-- Begin Document passage --

Article

Five signs you could be saving more

posted on 26.10.2018

This article is brought to you by ME.

Is it time to show your savings some love? Check out industry super fund-owned bank ME’s five telltale signs that your savings could do with an uptick. 

If you’ve got nagging doubts that you could be saving more, you’re not alone. A growing number of Australians are concerned their savings are running low. 

ME’s latest Household Financial Comfort Report revealed that Australians’ comfort with their short-term cash savings fell to 4.93 out of 10 during the first half of 2018 – its lowest level in a couple of years. The thing is, if you don't think you're saving enough, then you probably aren't.

Are you on track to grow your savings? ME rounds up five classic red flags that suggest it could be time to start tucking away a little more.

  1. You’re living payday to payday. Who doesn’t love payday? But if you’re regularly sweating the arrival of your next pay cheque, it could be a sign that you need to take action – fast. Think about stashing some cash away at the start of each pay period. What’s left over is yours to spend; just don’t dip into your savings. ME’s free online school of money, Ed, has a useful module called ‘Budgeting’ that can help you learn about establishing goals, making a budget and putting good money habits into place.

-- End Document passage --
-- Begin Rows --

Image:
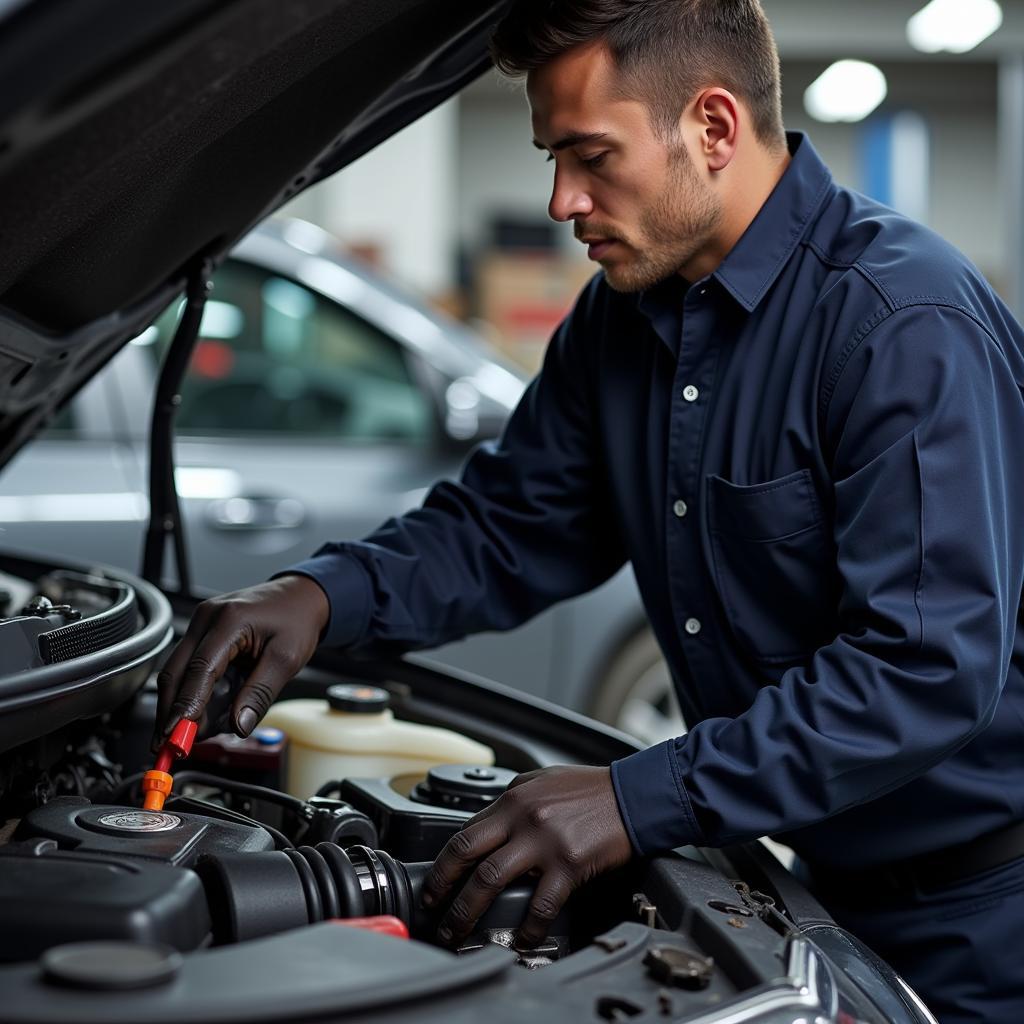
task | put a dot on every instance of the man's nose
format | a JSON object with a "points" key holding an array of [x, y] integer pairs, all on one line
{"points": [[568, 200]]}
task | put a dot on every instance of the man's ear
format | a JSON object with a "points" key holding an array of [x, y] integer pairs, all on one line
{"points": [[717, 114]]}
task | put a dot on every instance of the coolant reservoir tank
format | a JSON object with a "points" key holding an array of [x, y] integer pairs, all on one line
{"points": [[354, 734]]}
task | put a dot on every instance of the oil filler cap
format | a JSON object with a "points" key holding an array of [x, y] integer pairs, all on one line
{"points": [[462, 787], [111, 966], [356, 697]]}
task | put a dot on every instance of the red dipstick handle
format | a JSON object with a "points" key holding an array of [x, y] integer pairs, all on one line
{"points": [[157, 783]]}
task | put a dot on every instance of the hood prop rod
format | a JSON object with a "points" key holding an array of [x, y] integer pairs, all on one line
{"points": [[165, 513]]}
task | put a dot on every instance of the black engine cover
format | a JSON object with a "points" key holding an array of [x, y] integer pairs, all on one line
{"points": [[174, 838], [49, 897]]}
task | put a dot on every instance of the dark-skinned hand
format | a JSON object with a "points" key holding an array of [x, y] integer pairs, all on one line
{"points": [[272, 629], [560, 823]]}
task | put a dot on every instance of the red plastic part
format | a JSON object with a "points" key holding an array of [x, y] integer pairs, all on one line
{"points": [[176, 745], [383, 924], [182, 736]]}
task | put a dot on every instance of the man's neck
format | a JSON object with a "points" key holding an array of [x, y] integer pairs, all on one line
{"points": [[741, 203]]}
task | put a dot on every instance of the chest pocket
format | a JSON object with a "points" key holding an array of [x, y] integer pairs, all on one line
{"points": [[773, 565]]}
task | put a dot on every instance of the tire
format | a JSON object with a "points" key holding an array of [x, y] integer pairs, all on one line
{"points": [[636, 694]]}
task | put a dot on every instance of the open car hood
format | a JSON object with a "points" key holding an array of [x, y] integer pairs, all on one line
{"points": [[137, 139]]}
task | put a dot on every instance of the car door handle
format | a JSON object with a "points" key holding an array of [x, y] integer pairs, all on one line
{"points": [[255, 512]]}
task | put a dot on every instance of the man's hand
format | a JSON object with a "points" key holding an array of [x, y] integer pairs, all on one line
{"points": [[561, 823], [274, 627]]}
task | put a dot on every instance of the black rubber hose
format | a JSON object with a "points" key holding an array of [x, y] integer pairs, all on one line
{"points": [[400, 892], [325, 882], [314, 905], [347, 882]]}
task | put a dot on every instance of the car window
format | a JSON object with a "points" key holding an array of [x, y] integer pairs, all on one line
{"points": [[274, 358]]}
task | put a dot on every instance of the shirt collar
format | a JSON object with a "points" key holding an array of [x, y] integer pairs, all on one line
{"points": [[757, 259]]}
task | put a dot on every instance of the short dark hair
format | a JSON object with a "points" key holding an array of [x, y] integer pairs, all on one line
{"points": [[667, 50]]}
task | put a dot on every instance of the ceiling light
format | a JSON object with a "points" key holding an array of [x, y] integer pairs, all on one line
{"points": [[954, 26], [849, 90]]}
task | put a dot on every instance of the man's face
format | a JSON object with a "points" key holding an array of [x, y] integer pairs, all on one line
{"points": [[633, 197]]}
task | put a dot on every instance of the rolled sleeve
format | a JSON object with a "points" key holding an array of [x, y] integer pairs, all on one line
{"points": [[652, 802], [348, 591]]}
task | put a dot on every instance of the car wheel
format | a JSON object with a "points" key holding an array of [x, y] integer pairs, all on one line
{"points": [[636, 694]]}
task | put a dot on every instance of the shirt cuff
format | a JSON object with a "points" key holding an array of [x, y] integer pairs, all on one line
{"points": [[652, 802], [349, 594]]}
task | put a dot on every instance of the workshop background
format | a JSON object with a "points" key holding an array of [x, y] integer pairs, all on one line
{"points": [[933, 126]]}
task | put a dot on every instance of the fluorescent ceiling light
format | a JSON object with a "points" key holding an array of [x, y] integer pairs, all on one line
{"points": [[849, 90], [954, 26]]}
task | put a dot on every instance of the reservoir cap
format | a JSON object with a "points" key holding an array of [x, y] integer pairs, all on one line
{"points": [[463, 787], [358, 698]]}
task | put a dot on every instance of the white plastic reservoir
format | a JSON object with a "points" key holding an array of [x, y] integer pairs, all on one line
{"points": [[354, 734]]}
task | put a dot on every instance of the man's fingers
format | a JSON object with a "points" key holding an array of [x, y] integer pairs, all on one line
{"points": [[204, 665], [462, 851], [491, 877], [269, 676], [167, 684], [552, 892]]}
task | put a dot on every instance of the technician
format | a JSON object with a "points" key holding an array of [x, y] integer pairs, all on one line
{"points": [[799, 416]]}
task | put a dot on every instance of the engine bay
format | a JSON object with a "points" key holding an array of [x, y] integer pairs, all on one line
{"points": [[249, 897]]}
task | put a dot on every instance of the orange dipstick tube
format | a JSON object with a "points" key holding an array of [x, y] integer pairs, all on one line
{"points": [[157, 782]]}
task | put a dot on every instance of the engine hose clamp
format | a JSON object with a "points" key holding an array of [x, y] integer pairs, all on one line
{"points": [[373, 878]]}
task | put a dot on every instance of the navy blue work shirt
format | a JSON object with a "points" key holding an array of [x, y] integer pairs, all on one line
{"points": [[813, 460]]}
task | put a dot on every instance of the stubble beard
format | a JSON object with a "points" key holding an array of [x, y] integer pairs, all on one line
{"points": [[673, 229]]}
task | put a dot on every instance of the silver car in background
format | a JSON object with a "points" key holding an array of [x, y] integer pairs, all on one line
{"points": [[320, 401]]}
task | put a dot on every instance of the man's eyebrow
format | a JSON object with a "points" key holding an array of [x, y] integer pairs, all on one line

-- End Rows --

### Things to do
a: Reproduce word for word the part of the savings article that opens with the words containing "Five signs you" and closes with "you probably aren't.".
b: Answer these questions from the savings article:
(i) On what date was the article posted?
(ii) What score out of 10 did Australians' comfort with their short-term cash savings fall to in the first half of 2018?
(iii) What is the name of ME's free online school of money?
c: Extend the savings article from where it stops.

### Answers below
a:
Five signs you could be saving more

posted on 26.10.2018

This article is brought to you by ME.

Is it time to show your savings some love? Check out industry super fund-owned bank ME’s five telltale signs that your savings could do with an uptick. 

If you’ve got nagging doubts that you could be saving more, you’re not alone. A growing number of Australians are concerned their savings are running low. 

ME’s latest Household Financial Comfort Report revealed that Australians’ comfort with their short-term cash savings fell to 4.93 out of 10 during the first half of 2018 – its lowest level in a couple of years. The thing is, if you don't think you're saving enough, then you probably aren't.

b:
(i) 26.10.2018
(ii) 4.93
(iii) Ed

c:
  2. You have no idea how much you’re spending. So much of our spending is digital these days and between buy now, pay later services like Afterpay and zipPay, and cash-free platforms like Uber, it can be hard to know where your money is going. Try tracking your spending for a week or two. Plenty of apps make it easy – such as ASIC’s TrackMySPEND – and chances are you’ll be surprised at how much money is flying out the door on unnecessary purchases which you could easily cut back.
  3. The arrival of bills sees you scrounging for cash. No one likes paying bills, but continually running late with regular household expenses can mean copping late payment penalties. Longer term, it could even damage your credit record. Growing your personal savings means not having to scrounge for cash every time a bill arrives.
  4. You’d struggle to cover an emergency bill. One in four Australians have less than $1,000 in cash savings, according to ME’s Household Financial Comfort Report, and that can turn an unexpected expense into a financial crisis. With the safety net of some savings, you’ll be free from worries about how you’ll pay for a new fridge when the old one conks out, or how you’ll afford the repairs your car needs to make it through rego. Barefoot Investor calls emergency savings the Mojo Bucket and recommends stashing $2,000 into it.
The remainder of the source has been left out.